● **Предложенный текст**
--*--

Скоро мне стало ясно, что Вячеслав меня любит. Я сказала об этом Лидии, прибавив:
"Я должна уехать". Но для нее это было уже давно ясно, и она ответила: "Ты вошла в нашу жизнь и принадлежишь нам. Если ты уйдешь, между нами навсегда останется нечто мертвое. Мы оба уже не можем без тебя". Потом мы говорили втроем. У них была странная идея: когда двое так слились воедино, как они, оба могут любить третьего. Это вроде маски: пригодная для двоих, она может подойти и третьему.

Такая любовь есть начало новой человеческой общины, даже церкви, в которой Эрос воплощается в плоть и кровь. Так вот в чем их новое учение! "А Макс?" - спросила я. - "Нет, он не подходит". - "Но я ведь не могу его оставить". - "Ты должна выбрать, - сказала Лидия, - ты любишь Вячеслава, а не его". Да, я любила Вячеслава, но эта любовь была такова, что я не понимала - почему Макс должен быть из нее исключен. Я чувствовала себя такой по-детски беспомощной перед этими двумя сильными людьми, так боялась вызвать их неудовольствие, что уже не могла себя чувствовать безмятежно счастливой, как раньше. То же было и с Максом.

• А Лидия? Действительно ли она верила в возможность союза трех или она видела в этом единственный способ остаться спутницей мужа на всех его путях? И она, казалось, страдала, так как сказала мне как-то: "Когда я тебя не вижу, во мне поднимается протест против тебя, но когда мы вместе - все опять хорошо и я спокойна".

• Макс прислал новый цикл очень хороших стихов - "Киммерийские сумерки". Они написаны в редких античных размерах, взятых им у Вячеслава. Но Вячеслав очень резко раскритиковал стихи. Я удивлялась, что Макс мне не пишет, но думала, что он хочет предоставить мне полную свободу. К тому же ведь мы скоро должны встретиться! Однако позднее я узнала, что все его письма, посланные тогда в Петербург, переадресовывались на какой-то незнакомый адрес в Берлин; в этих трогательных письмах Макс звал меня приехать, он ужасно страдал, а письма через некоторое время возвращались к нему из Берлина!

Что это было? Чья-то непостижимая ошибка, недосмотр? Или сознательная воля, хотевшая нас разлучить? Лишь много позднее пришел мне на ум этот второй вопрос, но я и теперь не могу на него ответить. Конечно, я бы поехала к Максу! Но я поехала к родителям в Москву с тем, что вскоре мы все соберемся в нашем имении.

• Когда ночная скиталица явилась в добропорядочный родительский дом, она почувствовала себя по чести обязанной объяснить матери обстоятельства своей семейной жизни: она больше не расстанется с Ивановыми, Вячеслав ее любит, а Макс и Лидия согласны. Мама пришла в неописуемый ужас. Она заявила, что я уйду к Ивановым только через ее труп, и она была в таком состоянии, что можно было в это поверить.

--*--

● **Список задач**
1 – Выпишите из записей строки без единого изменения, начиная со строки, где есть «of the iron», и заканчивая строкой, где есть «x=201, y=38», включительно.
2 – Напишите продолжение рассказа о Вячеславе, Лидии и Максе, которое начинается сразу после его последнего предложения.

--*--

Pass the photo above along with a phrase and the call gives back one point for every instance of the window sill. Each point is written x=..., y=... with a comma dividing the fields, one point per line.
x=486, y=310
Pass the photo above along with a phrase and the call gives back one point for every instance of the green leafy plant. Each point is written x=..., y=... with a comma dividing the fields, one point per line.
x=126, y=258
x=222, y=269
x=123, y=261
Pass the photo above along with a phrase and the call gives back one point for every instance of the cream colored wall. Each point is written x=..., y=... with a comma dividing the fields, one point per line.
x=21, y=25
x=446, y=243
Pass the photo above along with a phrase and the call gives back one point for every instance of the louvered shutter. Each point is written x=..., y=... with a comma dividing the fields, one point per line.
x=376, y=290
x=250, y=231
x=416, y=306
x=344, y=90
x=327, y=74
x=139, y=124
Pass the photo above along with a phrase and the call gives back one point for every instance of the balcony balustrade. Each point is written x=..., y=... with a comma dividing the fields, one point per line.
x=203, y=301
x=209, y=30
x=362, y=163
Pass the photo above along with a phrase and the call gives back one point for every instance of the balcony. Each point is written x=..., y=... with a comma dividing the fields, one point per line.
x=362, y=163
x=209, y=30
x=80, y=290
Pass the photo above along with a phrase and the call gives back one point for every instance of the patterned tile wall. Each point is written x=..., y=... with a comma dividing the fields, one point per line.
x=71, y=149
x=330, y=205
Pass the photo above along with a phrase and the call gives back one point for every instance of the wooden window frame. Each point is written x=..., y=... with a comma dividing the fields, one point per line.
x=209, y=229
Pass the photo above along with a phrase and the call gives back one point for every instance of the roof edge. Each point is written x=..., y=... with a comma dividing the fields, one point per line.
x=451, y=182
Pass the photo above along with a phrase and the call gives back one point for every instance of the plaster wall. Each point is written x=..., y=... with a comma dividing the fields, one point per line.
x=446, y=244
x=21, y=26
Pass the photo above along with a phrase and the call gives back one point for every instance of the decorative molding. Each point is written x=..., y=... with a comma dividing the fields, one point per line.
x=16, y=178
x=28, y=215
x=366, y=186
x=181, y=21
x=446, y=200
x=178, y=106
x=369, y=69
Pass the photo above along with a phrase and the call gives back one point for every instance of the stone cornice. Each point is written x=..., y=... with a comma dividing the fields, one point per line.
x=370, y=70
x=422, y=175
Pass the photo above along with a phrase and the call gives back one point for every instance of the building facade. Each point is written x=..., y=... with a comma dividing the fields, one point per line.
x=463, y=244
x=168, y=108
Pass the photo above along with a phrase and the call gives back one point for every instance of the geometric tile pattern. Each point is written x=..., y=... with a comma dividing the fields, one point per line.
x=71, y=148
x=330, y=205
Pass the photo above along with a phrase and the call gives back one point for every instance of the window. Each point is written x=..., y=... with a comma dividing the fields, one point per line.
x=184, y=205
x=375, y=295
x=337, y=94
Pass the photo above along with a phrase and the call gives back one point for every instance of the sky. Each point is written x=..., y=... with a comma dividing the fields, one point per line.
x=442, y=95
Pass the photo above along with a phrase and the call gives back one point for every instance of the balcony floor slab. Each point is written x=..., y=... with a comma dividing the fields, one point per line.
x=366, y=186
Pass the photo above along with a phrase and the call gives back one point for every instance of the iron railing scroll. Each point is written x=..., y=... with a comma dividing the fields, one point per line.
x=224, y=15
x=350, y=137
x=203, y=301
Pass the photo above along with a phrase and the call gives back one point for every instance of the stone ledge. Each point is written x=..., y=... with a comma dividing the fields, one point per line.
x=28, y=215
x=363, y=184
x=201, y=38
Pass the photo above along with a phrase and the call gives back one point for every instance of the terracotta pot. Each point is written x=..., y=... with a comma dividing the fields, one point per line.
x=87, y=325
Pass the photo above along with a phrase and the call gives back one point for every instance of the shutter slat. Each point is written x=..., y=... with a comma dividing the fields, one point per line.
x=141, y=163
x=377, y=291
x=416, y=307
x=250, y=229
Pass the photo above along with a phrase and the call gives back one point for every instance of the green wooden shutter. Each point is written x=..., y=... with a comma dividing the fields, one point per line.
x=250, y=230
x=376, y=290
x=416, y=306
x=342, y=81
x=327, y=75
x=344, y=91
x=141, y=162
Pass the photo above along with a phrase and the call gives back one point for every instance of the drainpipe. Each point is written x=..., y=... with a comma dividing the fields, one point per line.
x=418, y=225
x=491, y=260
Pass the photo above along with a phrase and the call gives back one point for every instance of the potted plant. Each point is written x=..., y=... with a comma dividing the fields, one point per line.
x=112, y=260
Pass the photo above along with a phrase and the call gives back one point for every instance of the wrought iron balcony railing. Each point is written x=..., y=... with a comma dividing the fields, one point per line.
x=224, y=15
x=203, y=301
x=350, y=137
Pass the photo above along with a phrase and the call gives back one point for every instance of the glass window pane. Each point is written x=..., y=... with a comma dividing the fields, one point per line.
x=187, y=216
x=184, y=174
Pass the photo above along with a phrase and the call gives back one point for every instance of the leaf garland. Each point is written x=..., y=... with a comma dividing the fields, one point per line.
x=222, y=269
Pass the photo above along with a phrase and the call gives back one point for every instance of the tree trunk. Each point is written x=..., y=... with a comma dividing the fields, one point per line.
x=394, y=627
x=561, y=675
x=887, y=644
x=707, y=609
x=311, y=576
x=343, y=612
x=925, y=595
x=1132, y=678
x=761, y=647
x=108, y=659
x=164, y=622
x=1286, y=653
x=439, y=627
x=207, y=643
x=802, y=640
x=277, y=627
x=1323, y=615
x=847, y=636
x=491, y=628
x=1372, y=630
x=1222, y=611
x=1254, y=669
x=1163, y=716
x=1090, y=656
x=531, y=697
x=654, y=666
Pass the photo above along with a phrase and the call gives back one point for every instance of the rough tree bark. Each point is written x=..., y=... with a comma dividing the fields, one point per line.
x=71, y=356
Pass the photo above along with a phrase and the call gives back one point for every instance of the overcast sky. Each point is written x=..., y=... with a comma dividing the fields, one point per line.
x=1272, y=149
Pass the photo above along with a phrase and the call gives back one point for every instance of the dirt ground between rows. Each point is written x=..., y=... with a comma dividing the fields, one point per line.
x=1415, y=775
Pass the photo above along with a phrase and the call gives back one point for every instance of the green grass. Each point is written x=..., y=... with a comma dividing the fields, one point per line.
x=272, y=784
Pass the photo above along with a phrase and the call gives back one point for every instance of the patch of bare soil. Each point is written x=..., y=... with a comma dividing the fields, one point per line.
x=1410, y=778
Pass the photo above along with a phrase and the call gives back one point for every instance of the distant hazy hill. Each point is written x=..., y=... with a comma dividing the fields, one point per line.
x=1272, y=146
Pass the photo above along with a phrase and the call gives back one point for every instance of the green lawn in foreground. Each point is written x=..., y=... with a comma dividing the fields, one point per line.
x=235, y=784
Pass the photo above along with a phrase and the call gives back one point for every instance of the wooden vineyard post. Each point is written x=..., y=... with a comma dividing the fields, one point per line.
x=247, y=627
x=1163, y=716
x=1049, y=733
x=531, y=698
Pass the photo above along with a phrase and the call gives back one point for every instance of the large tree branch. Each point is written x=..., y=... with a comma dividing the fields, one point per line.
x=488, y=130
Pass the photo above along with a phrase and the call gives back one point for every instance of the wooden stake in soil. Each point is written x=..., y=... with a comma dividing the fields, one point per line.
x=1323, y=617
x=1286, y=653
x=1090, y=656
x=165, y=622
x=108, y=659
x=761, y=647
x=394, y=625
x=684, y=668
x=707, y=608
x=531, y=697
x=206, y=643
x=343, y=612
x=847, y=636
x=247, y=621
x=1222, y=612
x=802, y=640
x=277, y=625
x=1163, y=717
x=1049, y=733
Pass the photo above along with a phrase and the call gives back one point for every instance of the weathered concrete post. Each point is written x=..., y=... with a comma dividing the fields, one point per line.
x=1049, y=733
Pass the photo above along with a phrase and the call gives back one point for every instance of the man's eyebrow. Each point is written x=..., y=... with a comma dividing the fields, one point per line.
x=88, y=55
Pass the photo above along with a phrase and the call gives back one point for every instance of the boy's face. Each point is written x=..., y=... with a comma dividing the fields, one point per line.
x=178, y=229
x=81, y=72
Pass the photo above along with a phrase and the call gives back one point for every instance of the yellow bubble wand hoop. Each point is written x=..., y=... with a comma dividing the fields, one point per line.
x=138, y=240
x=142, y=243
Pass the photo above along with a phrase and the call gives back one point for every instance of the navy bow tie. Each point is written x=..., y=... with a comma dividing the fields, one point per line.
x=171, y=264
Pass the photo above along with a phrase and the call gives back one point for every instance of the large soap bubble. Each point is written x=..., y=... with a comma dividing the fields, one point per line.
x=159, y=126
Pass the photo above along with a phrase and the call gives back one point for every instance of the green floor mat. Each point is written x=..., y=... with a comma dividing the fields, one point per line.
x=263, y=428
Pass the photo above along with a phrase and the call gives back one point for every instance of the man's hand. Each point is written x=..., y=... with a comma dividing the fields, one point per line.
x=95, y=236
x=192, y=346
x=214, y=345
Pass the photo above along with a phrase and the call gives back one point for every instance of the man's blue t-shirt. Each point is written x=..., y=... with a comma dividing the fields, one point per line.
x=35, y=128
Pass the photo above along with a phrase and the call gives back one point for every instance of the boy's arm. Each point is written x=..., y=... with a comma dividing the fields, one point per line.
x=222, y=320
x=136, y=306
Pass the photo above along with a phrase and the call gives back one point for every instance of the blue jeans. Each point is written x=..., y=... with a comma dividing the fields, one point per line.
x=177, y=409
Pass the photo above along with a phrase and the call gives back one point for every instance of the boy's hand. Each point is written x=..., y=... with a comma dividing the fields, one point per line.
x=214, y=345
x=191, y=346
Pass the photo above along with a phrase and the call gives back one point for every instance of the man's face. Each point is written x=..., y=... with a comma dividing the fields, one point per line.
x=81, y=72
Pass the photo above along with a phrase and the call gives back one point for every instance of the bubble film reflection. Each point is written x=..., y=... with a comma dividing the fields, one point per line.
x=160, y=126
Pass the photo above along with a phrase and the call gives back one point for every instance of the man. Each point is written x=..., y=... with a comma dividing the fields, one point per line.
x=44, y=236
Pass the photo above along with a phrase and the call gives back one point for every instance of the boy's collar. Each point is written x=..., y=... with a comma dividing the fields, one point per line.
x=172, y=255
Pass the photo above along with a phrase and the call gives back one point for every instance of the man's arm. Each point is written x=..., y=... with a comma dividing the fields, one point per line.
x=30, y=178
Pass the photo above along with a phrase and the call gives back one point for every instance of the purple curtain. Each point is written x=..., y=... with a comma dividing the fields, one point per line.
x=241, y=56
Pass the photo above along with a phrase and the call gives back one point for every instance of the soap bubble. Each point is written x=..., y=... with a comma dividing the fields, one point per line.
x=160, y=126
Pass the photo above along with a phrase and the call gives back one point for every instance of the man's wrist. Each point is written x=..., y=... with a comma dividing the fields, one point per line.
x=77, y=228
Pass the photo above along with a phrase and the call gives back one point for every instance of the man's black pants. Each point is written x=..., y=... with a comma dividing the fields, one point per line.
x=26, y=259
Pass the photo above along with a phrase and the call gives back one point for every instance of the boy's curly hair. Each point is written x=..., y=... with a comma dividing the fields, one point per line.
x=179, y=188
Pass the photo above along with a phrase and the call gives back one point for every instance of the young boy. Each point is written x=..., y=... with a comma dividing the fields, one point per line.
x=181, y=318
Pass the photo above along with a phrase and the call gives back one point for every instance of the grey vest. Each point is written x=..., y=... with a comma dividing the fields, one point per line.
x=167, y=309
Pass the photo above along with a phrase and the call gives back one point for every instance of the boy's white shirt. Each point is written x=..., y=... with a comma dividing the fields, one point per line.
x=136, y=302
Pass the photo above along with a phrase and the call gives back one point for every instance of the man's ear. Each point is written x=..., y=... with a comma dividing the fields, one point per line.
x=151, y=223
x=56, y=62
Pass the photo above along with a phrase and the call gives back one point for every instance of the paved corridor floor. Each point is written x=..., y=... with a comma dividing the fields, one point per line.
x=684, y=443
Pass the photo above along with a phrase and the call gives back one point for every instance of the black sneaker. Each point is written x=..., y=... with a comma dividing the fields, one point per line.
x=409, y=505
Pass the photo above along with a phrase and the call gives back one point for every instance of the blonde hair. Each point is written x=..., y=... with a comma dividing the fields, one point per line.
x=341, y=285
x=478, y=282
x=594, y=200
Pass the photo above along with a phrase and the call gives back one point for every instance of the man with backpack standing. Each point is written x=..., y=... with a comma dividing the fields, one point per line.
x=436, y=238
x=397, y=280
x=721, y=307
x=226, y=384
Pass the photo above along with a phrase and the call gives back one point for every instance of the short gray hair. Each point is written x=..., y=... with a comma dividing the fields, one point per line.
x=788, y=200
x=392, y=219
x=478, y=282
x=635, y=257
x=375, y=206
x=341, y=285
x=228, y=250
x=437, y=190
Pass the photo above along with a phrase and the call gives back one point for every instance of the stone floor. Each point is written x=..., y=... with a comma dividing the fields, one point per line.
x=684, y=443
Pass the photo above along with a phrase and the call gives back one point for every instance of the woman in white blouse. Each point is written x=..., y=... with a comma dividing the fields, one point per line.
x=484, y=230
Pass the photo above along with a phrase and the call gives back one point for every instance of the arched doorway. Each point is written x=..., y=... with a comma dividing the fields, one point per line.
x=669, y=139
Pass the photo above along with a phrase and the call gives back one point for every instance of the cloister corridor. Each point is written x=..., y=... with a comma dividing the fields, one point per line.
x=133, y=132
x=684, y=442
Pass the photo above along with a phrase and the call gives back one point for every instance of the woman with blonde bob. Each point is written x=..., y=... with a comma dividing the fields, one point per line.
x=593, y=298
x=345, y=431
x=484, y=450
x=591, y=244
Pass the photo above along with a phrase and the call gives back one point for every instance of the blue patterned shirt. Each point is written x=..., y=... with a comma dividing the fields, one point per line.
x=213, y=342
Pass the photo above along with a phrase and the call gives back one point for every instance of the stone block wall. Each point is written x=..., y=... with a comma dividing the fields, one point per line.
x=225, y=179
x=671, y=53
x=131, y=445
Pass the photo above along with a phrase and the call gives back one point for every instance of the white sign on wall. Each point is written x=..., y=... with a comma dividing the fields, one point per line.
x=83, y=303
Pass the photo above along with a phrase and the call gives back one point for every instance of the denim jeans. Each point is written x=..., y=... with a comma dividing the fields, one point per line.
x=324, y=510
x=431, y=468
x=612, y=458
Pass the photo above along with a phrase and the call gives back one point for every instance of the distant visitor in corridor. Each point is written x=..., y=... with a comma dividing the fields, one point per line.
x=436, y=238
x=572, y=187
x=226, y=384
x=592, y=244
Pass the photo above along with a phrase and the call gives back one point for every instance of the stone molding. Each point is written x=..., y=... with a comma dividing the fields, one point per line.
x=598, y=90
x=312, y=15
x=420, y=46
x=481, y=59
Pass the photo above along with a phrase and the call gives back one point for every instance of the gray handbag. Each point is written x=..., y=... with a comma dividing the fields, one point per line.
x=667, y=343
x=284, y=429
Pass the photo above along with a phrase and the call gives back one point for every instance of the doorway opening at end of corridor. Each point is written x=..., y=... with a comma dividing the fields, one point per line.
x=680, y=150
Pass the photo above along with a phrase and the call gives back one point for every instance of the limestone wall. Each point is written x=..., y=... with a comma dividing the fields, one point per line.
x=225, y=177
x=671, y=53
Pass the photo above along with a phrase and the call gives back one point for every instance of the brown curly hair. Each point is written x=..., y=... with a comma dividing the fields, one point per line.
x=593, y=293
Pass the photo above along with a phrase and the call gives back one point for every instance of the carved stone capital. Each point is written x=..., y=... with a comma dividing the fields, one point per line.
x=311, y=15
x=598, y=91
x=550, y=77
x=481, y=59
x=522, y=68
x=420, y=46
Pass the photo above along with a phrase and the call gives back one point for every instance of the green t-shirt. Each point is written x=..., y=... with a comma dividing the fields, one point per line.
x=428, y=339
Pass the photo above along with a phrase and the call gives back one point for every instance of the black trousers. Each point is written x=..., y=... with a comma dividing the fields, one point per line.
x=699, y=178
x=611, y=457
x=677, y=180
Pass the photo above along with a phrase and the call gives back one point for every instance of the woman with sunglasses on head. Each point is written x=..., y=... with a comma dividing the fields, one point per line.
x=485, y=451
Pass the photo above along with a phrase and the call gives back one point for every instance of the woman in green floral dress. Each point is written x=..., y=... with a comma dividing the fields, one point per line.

--*--

● **Ответы на задания**
1 –
Pass the photo above along with a phrase and the call gives back one point for every instance of the iron railing scroll. Each point is written x=..., y=... with a comma dividing the fields, one point per line.
x=224, y=15
x=350, y=137
x=203, y=301
Pass the photo above along with a phrase and the call gives back one point for every instance of the stone ledge. Each point is written x=..., y=... with a comma dividing the fields, one point per line.
x=28, y=215
x=363, y=184
x=201, y=38

2 –
Я написала Ивановым, они немедленно ответили, что при таких обстоятельствах они, само собой разумеется, в Богдановщину не поедут; они наймут помещение в имении в одной из западных губерний и там всегда будут рады меня видеть. Тем временем их дети вместе со своей воспитательницей вернулись из Женевы в Петербург.

• Это время в Москве я вспоминаю с ужасом; я сама себя видела преступницей, всякое решение казалось мне невозможным, так как любой шаг, который я сделаю или не сделаю, причинит страдание кому-нибудь из моих близких или дорогих людей. Я совсем потеряла сон, так как решиться все же было необходимо. Бабушкин дом, старая патриархальная семейная мораль, отчаяние мамы - все давило на меня нестерпимо; часто мне становилось физически нехорошо от этого качания между решениями - едва приду к одному, тотчас же другое начинает представляться более правильным.

• Чтобы положить конец этому ужасному состоянию, я решила уехать к Максу в Коктебель, но по дороге, без ведома мамы, заехала к Ивановым; на это требовалось приблизительно два лишних дня.

• Друзья встретили меня в просторных, солнечных, овеянных ароматами полей, комнатах деревенского дома. Я нашла, что они выглядят моложе и свежее, чем в "башне". Лидия - в серьезном, строгом состоянии духа. Окруженная детьми, она, казалось, покоилась в своей мощи.

Она находилась в творческом настроении и работала над большим драматическим произведением. Вячеслав читал свои новые стихи; я рассказывала о своих открытиях: математические законы в молитве "Отче наш" - работа, спасавшая меня эти последние недели от полного отчаяния. Вячеслав был очень нежен, с оттенком отеческой любви, и это было мне так отрадно!

Никогда еще не был он мне ближе, я чувствовала себя вернувшейся на родину. Этот день у Ивановых прошел, как блаженный сон, хотя я чувствовала недоброжелательное отношение к себе со стороны старшей дочери Лидии - Веры - и ее воспитательницы.

• Вера, восемнадцатилетняя красивая блондинка, была, казалось, теперь третьим членом союза. В здравомыслии Веры Ивановы находили глубокую мудрость и видели в ней "меру вещей". Лидия по отноше-нию ко мне была сдержанней, чем раньше. Она не могла понять моей беспомощности. "Настоящая любовь не размышляет, это -категорический императив!" Но последние ее слова были: "Будем жить и доверять жизни!" Они обещали вскоре приехать в Коктебель.
Но они не приехали, и все мои письма оставались без ответа.

• Трогательным вниманием встретил меня Макс, которому я заранее сообщила о своем заезде к Ивановым. Белые отштукатуренные стены его дома к моему приезду были украшены гирляндами полыни. Цветов в этой местности нет. Мы вместе бродили по окрестностям, так им любимым. Теперь только я ощутила их суровое величие. Но невыразимо печальны были наши встречи. Между ним и мной стоял фантом, державший меня в плену. Скоро в Коктебель приехали обе мои кузины и вместе с ними Минцлова.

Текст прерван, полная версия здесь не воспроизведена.